◆ Your objective:
Can you print every line below again, word for word and with no changes?

◆ Data excerpts:
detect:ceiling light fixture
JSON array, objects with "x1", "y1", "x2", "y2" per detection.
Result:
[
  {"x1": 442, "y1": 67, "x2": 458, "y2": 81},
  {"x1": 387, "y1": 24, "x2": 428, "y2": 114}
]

◆ Written reply:
detect:ceiling light fixture
JSON array, objects with "x1", "y1", "x2", "y2" per detection.
Result:
[
  {"x1": 442, "y1": 67, "x2": 458, "y2": 81},
  {"x1": 387, "y1": 24, "x2": 428, "y2": 114}
]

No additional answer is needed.